# Extrait proposé
★ ★ ★
Entretien avec Steina

Steina et Woody Vasulka, In Search of the Castle, 1981 (extrait) (video)
Steina et Woody Vasulka, In Search of the Castle, 1981 (extrait) (video)
Steina et Woody Vasulka, Voice Windows, 1986
Steina et Woody Vasulka, Voice Windows, 1986
Steina, Warp, 2000
Steina, Warp, 2000
Spielmann : De quelle manière l’évolution de la technologie a-t-elle modifié votre conception de la performance et de l’exécution en direct? Votre expérience est-elle décrite si je dis que, plus vous travaillez avec les ordinateurs, plus vous devez « partager le processus créatif avec la machine », comme l’a déjà formulé Woody?

Steina : Dans les années 1970, quand j’ai réalisé Violin Power, c’était en direct. Les caméras étaient fixées sur moi, avec le choix de tout simplement jouer ou d’être enregistrée. Maintenant l’ordinateur m’offre à nouveau cette possibilité en temps réel. Je peux avoir un déroulement d’images en continu lorsque je joue ainsi que des films préenregistrés en QuickTime.

Spielmann : Est-ce que la notion de performance dans Warp, où vous jouez de nouveau devant la caméra et devenez une partie de l’espace représenté, est essentiellement différente de celle dans Violin Power, ou voyez-vous plutôt un parallèle étroit entre les deux œuvres performatives au sujet de votre rôle dans l’espace de la performance?

Steina : Mes performances sur bande ont beaucoup à voir avec l’absence du corps, c’est-à-dire que j’utilise mon propre corps par manque d’un autre corps. J’ai mis en marche un certain processus, je suis prête et, là, j’ai besoin d’un corps et le mien est disponible. Ces bandes deviennent comme une série d’autoportraits, Violin Power, Somersault et Warp.
★ ★ ★
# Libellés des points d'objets
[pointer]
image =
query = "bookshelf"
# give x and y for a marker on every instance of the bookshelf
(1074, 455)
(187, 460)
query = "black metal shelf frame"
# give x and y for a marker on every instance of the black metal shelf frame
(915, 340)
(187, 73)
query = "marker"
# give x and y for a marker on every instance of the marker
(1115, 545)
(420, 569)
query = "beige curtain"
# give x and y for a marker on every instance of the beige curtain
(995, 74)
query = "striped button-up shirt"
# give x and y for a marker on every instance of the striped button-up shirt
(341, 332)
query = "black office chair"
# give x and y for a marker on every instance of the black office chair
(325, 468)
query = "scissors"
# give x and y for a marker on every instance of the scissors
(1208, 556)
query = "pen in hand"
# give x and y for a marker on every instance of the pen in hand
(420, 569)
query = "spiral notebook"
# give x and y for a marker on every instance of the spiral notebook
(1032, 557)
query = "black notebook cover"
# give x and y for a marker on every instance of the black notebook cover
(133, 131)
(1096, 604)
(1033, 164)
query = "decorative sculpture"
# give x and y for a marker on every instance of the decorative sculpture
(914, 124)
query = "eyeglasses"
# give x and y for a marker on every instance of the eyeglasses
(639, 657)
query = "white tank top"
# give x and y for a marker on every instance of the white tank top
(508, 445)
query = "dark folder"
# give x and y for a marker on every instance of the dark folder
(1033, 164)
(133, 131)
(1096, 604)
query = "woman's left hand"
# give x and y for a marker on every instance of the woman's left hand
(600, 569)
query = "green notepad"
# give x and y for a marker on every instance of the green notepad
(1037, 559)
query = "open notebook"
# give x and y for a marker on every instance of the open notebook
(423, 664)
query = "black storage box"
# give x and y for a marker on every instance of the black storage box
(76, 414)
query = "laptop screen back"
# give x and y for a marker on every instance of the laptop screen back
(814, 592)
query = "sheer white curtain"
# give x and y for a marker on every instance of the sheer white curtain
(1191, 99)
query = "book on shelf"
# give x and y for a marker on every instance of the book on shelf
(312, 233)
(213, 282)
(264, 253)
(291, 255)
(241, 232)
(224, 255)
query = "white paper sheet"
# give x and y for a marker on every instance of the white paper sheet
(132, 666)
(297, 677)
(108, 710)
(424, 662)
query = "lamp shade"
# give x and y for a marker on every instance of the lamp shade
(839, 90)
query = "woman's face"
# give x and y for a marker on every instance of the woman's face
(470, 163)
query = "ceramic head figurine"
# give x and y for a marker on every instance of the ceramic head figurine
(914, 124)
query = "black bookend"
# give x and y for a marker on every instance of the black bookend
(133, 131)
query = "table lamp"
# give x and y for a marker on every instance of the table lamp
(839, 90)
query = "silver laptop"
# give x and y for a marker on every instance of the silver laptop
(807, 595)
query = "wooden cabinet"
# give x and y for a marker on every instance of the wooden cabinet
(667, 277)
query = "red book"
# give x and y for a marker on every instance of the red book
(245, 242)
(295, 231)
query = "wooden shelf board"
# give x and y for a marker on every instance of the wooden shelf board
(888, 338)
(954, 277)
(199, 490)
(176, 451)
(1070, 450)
★ ★ ★
# À faire
(a) Pouvez-vous résumer l'entretien avec Steina en deux phrases ?
(b) Quelles lignes des entrées contiennent la chaîne « back » ? Relevez-les toutes.

# Corrigé
(a) Interrogée par Spielmann sur la façon dont l'évolution de la technologie a modifié sa conception de la performance en direct, Steina rappelle que Violin Power était réalisé en direct dans les années 1970 et que l'ordinateur lui offre à nouveau cette possibilité en temps réel, avec un déroulement d'images en continu et des films préenregistrés en QuickTime. Elle explique que ses performances sur bande ont beaucoup à voir avec l'absence du corps, puisqu'elle utilise le sien faute d'un autre, si bien que Violin Power, Somersault et Warp deviennent comme une série d'autoportraits.

(b)
query = "laptop screen back"
# give x and y for a marker on every instance of the laptop screen back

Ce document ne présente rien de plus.